Source data

::::

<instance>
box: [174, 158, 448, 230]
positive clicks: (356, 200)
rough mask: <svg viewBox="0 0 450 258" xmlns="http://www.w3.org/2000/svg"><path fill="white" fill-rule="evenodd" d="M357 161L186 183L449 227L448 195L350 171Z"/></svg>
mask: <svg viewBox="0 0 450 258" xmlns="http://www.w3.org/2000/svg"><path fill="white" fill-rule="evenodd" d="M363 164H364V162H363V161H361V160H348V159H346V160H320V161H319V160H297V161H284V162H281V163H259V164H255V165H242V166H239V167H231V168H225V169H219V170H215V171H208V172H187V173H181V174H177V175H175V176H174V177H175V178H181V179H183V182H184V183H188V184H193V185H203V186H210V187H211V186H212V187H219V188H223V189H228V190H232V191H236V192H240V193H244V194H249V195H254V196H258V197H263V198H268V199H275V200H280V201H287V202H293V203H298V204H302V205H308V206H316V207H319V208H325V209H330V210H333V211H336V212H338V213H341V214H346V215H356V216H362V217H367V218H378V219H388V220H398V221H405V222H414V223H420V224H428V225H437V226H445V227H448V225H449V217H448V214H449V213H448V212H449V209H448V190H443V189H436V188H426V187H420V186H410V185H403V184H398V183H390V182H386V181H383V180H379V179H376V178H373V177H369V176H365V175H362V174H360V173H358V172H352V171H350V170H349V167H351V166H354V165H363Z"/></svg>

::::

:: What you will do ::
Print the data in full. Match it exactly.

:: Response to the task ::
<instance>
box: [174, 158, 448, 230]
positive clicks: (356, 200)
rough mask: <svg viewBox="0 0 450 258" xmlns="http://www.w3.org/2000/svg"><path fill="white" fill-rule="evenodd" d="M357 161L186 183L449 227L448 195L350 171Z"/></svg>
mask: <svg viewBox="0 0 450 258" xmlns="http://www.w3.org/2000/svg"><path fill="white" fill-rule="evenodd" d="M363 164H364V162H363V161H361V160H348V159H346V160H320V161H319V160H297V161H284V162H281V163H259V164H255V165H242V166H239V167H231V168H225V169H219V170H215V171H208V172H187V173H181V174H177V175H175V176H174V177H175V178H181V179H183V182H184V183H188V184H193V185H203V186H210V187H211V186H212V187H219V188H223V189H228V190H232V191H236V192H240V193H244V194H249V195H254V196H258V197H263V198H268V199H275V200H280V201H287V202H293V203H298V204H302V205H308V206H316V207H319V208H325V209H330V210H333V211H336V212H338V213H341V214H346V215H356V216H362V217H367V218H378V219H388V220H398V221H405V222H414V223H420V224H428V225H437V226H445V227H448V225H449V217H448V214H449V213H448V212H449V209H448V190H443V189H436V188H426V187H420V186H410V185H403V184H398V183H390V182H386V181H383V180H379V179H376V178H373V177H369V176H365V175H362V174H360V173H358V172H352V171H350V170H349V167H351V166H354V165H363Z"/></svg>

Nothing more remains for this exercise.